Data entries:
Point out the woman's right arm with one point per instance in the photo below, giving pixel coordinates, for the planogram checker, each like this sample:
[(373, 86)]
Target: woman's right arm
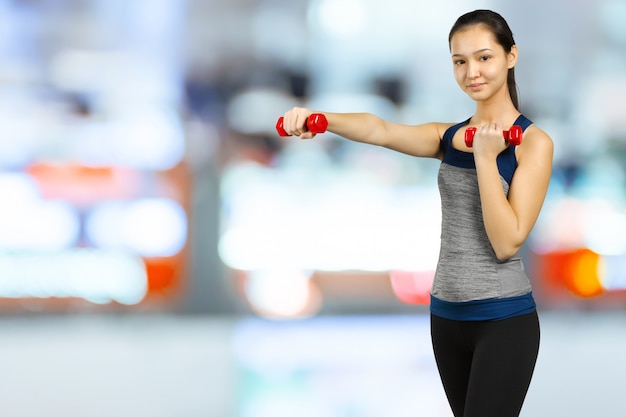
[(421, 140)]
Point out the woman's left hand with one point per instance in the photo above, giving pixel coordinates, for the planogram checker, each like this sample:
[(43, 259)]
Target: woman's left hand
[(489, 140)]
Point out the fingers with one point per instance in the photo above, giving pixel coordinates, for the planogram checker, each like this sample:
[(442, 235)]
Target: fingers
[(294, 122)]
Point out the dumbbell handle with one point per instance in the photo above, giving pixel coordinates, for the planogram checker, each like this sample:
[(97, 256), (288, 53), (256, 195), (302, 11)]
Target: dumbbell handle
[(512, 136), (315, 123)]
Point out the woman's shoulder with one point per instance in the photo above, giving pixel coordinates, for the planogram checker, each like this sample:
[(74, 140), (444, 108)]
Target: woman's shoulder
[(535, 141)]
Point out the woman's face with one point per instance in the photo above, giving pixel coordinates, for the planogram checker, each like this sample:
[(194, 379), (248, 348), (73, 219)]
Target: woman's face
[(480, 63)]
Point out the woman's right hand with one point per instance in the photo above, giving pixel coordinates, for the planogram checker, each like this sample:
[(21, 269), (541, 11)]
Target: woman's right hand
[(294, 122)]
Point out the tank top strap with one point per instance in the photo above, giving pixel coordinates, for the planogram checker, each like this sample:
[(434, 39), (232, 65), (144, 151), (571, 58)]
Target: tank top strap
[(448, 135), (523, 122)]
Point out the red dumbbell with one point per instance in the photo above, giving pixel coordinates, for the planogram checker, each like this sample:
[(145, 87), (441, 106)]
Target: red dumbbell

▸ **Your assignment**
The full data, repeated exactly and stripped of its pictures, is the expected answer.

▸ **Task result**
Point out the woman's right arm with one point per instance in the photo below, giving pixel coordinates, for the planogram checker, each like this sample:
[(373, 86)]
Target: woman's right arm
[(421, 140)]
Point out the woman's left hand with one point per instance in the photo above, giving pixel coordinates, for the planogram checker, each like this sample:
[(43, 259)]
Target: woman's left hand
[(489, 140)]
Point out the fingers with one point per instance in the photo above, giving pixel coordinates, for the planogram checker, each like this sample:
[(442, 235)]
Target: fingers
[(294, 122)]
Point out the dumbbell handle with one point per instance in the photo above, giving pixel coordinates, for the planogram checker, each like this sample:
[(97, 256), (288, 53), (256, 195), (302, 11)]
Target: dumbbell handle
[(512, 136), (315, 123)]
Point out the woman's shoulder with one point per instance in the photo above, giving pixel coordinates, for the planogram checker, each like this sample:
[(74, 140), (444, 108)]
Target: woman's shoulder
[(535, 141)]
Point out the woman's face with one point per instance in the photo above, giving pixel coordinates, for the planogram checker, each like this sample:
[(194, 379), (248, 348), (73, 219)]
Target: woman's face
[(480, 63)]
Point out the woman's right hand with one point per instance in the photo above, giving pixel coordinates, for the planogram checker, each like this sample:
[(21, 269), (541, 11)]
Target: woman's right hand
[(294, 122)]
Point out the tank top strap with one point per instance in the photo above, giving pixel coordinates, for the planogram checker, each like this sample:
[(434, 39), (232, 65), (144, 151), (571, 58)]
Target: tank top strap
[(448, 135), (523, 122)]
Point out the red dumbbell with one point per instance in the photo above, giving pixel coordinates, for the planogram checker, each like this sample:
[(145, 87), (441, 106)]
Target: red dumbbell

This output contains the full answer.